◆ **Task directions**
Copy each of the records below word for word, keeping every character unchanged.

········

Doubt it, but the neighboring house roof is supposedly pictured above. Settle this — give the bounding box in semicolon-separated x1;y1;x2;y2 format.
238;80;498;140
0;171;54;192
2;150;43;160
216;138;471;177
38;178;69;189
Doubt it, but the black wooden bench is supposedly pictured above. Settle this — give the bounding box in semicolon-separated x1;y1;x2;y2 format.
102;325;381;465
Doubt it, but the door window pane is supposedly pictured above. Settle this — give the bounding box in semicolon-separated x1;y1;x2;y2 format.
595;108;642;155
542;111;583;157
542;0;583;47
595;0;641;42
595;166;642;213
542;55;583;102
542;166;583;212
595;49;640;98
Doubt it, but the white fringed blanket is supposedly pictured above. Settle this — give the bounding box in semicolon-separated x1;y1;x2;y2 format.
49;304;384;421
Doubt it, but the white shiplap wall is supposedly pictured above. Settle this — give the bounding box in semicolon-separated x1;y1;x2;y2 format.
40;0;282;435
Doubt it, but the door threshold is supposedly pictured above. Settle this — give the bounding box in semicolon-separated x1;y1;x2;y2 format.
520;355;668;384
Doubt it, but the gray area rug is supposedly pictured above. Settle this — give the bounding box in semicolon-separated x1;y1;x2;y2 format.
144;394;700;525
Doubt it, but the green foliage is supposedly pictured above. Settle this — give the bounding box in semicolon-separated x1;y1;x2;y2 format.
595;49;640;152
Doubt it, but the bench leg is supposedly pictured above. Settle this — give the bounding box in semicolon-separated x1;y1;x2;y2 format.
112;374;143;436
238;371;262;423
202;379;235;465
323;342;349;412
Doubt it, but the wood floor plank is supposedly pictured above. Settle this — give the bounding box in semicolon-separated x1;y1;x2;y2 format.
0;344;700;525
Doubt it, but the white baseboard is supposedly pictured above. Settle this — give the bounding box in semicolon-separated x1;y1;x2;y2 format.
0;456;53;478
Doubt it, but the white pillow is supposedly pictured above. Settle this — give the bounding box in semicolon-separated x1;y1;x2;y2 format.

········

◆ **Response to this exercise**
Doubt it, but the neighboring house roof is supposedly pictured above. Settle this — give the bounding box in semicolon-separated x1;y1;x2;y2 format.
238;80;498;140
0;171;54;192
2;150;43;160
216;138;471;177
38;178;69;189
Doubt it, but the black wooden bench is supposedly pictured above. Settle this — give the bounding box in semicolon-separated x1;y1;x2;y2 format.
102;325;381;465
Doubt it, but the door window pane is supposedly pictured above. Settle this — give the bounding box in semicolon-separated x1;y1;x2;y2 format.
595;108;642;155
542;111;583;157
542;0;583;47
595;0;641;42
595;166;642;213
542;55;583;102
542;166;583;212
595;49;640;98
Doubt it, but the white fringed blanket is supposedly pictured above. Settle this — give the bounding box in semicolon-separated x1;y1;x2;y2 format.
49;304;384;421
Doubt it, but the white shiplap wall is supposedly pictured above. Settle this — give the bounding box in semicolon-separated x1;y1;x2;y2 format.
40;0;282;435
Doubt it, but the door threshold is supposedly pictured above. Settle this — give the bounding box in semicolon-separated x1;y1;x2;y2 format.
520;355;668;384
Doubt it, but the gray area rug is supposedly pictured above. Settle this — give the bounding box in semicolon-separated x1;y1;x2;y2 format.
144;394;700;525
Doubt it, but the green foliage is supposedly pictured above. Settle this — give the bounding box in semicolon-separated x1;y1;x2;y2 format.
595;49;640;152
Doubt it, but the bench leg is supposedly pictured above. Settle this — give the bounding box in semicolon-separated x1;y1;x2;y2 format.
112;374;143;436
238;371;262;423
202;379;235;465
323;342;349;412
Doubt it, but the wood floor plank is supposedly pictured above. Settle this — give the bounding box in semicolon-separated x1;y1;x2;y2 format.
0;344;700;525
Doubt it, but the white baseboard is supposedly pictured above. Settle this — give the bounding box in semicolon-separated x1;y1;x2;y2 format.
0;456;53;478
Doubt it, but the white pillow is supposedly pictured above. Settle this — give the bounding box in semicolon-separated x1;y1;x2;y2 format.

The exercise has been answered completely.